▶ **CONSEGNA**
Prosegui l'articolo su Tesla Autopilot partendo dopo la sua ultima frase.

▶ **ESTRATTO DEL DOCUMENTO**
**********
Tesla Autopilot: negli USA ci sarebbe una vittima

Forse il futuro può ancora aspettare. Tutti conosciamo Tesla, il colosso dell’automotive elettrica, e il suo istrionico CEO, Elon Musk. L’uomo più ricco del mondo (o il secondo, dal momento che ogni anno si contende la possibiltà di poter essere chiamato in questo modo con il proprietario di Amazon, Jeff Bezos) è noto per essere un precursore su molti fronti. Uno di quelli su cui sta maggiormente puntando, e dunque investendo, negli ultimi tempi, è quello della guida automatica. Al momento, non esiste una tecnologia che la renda possibile. Il sistema che più le si avvicina, denominato Tesla Autopilot, assiste il conducente ma non può ancora fare tutto da solo. Il software della grande T è sicuramente il più avanzato disponibile sul mercato, però resta perfettibile.
**********
▶ **DATI REGISTRATI**
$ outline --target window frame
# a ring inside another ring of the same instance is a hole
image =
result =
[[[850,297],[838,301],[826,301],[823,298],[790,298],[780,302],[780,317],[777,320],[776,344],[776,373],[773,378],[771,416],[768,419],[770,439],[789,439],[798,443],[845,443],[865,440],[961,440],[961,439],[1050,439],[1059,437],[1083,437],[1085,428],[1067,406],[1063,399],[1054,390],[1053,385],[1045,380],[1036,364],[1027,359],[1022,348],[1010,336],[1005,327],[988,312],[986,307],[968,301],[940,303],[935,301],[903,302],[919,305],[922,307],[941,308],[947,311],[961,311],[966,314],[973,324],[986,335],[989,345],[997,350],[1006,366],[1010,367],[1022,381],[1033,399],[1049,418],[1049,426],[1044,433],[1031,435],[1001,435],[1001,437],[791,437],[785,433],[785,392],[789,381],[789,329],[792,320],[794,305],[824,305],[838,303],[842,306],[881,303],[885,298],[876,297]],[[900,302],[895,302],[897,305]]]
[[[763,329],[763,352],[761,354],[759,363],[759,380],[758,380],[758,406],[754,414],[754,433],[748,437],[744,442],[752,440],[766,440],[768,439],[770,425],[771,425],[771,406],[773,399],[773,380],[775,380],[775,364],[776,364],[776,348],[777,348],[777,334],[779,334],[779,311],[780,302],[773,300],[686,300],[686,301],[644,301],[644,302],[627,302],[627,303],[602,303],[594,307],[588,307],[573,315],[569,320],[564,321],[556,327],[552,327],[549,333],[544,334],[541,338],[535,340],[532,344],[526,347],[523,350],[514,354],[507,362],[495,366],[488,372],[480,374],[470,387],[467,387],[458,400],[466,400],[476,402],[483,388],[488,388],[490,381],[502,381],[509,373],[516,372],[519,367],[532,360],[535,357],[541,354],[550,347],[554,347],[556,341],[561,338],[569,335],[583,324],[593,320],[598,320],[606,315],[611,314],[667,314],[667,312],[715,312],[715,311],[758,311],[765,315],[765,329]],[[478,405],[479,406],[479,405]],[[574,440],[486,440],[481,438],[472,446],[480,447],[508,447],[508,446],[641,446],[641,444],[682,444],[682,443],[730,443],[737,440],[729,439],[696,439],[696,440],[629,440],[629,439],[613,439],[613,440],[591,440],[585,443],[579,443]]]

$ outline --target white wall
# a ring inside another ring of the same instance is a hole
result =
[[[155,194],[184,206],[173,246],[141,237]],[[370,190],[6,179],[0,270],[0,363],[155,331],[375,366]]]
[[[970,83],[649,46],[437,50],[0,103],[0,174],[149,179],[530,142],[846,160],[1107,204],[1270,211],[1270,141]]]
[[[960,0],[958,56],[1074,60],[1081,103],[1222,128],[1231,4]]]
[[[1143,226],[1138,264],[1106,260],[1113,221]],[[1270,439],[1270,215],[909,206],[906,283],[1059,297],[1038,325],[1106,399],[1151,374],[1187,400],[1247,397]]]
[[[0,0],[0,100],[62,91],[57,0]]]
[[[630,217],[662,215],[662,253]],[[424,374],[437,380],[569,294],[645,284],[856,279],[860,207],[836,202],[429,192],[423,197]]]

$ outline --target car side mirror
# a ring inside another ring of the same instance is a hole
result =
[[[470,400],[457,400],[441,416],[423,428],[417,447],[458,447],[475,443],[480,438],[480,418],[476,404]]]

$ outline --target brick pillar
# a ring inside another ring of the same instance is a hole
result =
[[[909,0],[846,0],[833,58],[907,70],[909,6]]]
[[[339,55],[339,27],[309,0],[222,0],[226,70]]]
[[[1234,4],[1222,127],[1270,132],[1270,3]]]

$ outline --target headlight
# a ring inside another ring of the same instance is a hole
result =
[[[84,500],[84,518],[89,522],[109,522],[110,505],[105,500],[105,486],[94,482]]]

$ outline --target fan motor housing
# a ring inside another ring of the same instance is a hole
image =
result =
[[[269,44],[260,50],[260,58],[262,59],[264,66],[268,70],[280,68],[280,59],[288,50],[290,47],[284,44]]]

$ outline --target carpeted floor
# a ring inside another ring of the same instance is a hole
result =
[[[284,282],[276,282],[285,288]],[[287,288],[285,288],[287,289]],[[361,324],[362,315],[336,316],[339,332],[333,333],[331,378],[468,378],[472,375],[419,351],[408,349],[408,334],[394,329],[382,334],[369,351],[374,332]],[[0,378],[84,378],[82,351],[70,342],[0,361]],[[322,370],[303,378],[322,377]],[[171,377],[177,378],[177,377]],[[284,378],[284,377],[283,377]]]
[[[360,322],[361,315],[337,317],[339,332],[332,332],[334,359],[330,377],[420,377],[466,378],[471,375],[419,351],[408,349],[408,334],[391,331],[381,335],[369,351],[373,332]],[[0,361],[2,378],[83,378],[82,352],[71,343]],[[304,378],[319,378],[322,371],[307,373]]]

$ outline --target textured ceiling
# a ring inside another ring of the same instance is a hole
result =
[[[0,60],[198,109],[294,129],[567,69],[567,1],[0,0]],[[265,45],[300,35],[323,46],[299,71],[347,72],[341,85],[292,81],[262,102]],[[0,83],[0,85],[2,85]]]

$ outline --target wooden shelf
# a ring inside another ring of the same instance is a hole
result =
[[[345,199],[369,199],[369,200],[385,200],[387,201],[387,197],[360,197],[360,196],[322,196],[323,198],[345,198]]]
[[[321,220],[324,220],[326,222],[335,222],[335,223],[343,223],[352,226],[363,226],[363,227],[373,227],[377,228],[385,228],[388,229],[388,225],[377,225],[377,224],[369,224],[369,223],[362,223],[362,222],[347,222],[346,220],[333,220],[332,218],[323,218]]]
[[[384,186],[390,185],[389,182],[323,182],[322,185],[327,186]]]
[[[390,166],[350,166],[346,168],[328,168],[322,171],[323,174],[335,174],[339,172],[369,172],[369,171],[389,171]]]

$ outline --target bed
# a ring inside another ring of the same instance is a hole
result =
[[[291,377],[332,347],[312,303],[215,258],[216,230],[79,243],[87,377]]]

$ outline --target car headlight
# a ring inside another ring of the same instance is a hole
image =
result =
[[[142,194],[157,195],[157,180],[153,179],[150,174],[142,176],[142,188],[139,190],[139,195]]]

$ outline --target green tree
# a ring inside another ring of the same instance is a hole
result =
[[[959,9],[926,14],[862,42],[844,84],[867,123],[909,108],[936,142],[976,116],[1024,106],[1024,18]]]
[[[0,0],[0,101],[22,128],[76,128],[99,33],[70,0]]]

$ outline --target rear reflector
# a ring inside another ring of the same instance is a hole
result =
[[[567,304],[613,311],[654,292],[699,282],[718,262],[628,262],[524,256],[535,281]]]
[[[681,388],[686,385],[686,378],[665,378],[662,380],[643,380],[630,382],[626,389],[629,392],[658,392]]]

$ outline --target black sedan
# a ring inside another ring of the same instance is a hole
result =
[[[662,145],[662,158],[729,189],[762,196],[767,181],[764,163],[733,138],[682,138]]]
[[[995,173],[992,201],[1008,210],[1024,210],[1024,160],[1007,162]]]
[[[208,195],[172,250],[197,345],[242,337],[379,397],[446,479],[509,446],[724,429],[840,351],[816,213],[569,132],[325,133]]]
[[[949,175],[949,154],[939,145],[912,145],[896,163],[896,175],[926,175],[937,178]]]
**********
▶ **RISPOSTA**
Attualmente ci troviamo in una fase sperimentale di questa tecnologia, definita da più parti come il prossimo deciso passo in avanti dell’industria automobilistica. Durante ogni periodo di test sono possibili errori. In questo caso, però, ne sarebbe stato commesso uno difficilmente sottostimabile. Tesla Autopilot è infatti accusato di essere stato coinvolto in un incidente mortale. Al momento, non è ancora stata emessa alcuna sentenza definitiva.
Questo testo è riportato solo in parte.